(About this task) What is needed is every line from the one holding "Each instance of the gloved" to the last line of the data below, printed exactly and without pictures.

(Recorded data)
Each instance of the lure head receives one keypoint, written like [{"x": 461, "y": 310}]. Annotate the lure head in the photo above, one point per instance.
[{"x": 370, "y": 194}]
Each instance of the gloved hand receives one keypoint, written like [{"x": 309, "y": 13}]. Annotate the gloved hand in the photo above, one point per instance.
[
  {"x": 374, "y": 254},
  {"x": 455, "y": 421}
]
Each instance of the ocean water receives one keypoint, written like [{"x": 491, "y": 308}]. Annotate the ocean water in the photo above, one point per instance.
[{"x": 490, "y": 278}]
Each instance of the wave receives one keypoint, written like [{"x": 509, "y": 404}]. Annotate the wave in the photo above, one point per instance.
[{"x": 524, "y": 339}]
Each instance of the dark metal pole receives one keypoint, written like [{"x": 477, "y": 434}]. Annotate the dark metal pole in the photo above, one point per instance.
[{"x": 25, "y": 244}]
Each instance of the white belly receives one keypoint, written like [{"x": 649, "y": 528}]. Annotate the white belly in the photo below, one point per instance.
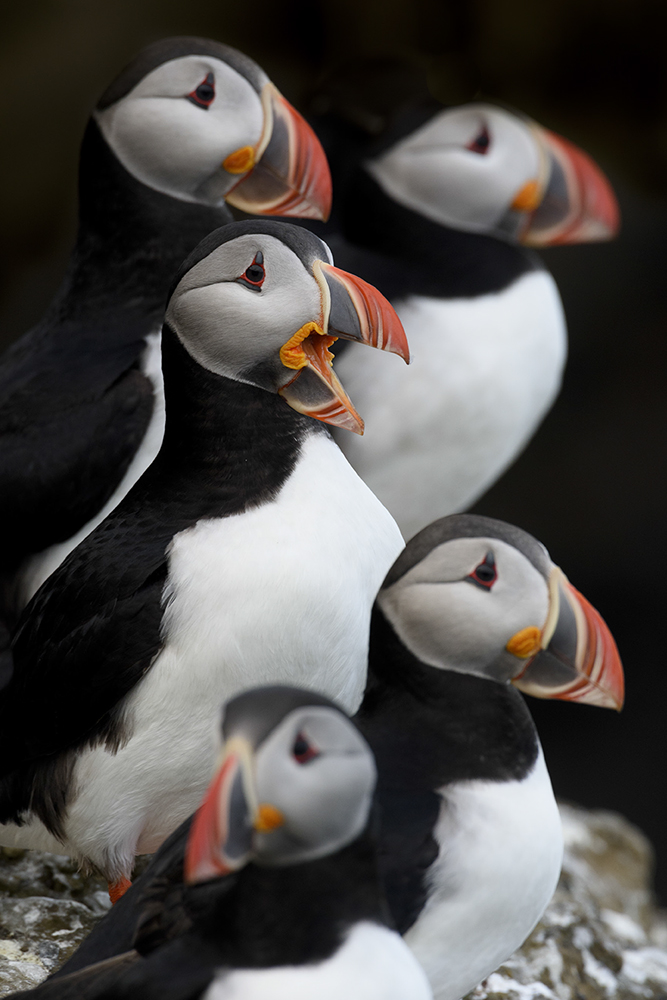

(Response to this exercise)
Each instance of the gloved hand receives one keypoint, written like [{"x": 309, "y": 13}]. Annotate the gloved hand in the photo above, one point per instance.
[
  {"x": 374, "y": 254},
  {"x": 455, "y": 421}
]
Each instance of the ocean water receives one keypoint, written like [{"x": 491, "y": 308}]. Annotate the ocean water in the photo above, one point per instance.
[{"x": 490, "y": 278}]
Each instance of the wave receives one keypoint, written like [{"x": 509, "y": 404}]. Annotate the wave in the photo above, one point per instance.
[{"x": 524, "y": 339}]
Each instance of the dark metal pole receives one keypoint, written like [{"x": 477, "y": 434}]. Annotate the dark metal pole in the photo above, one point per instance.
[{"x": 25, "y": 244}]
Each instance of the white belly receives one keypoint, written like [{"x": 649, "y": 528}]. Annotate the white belly in the photo below, one point per instance.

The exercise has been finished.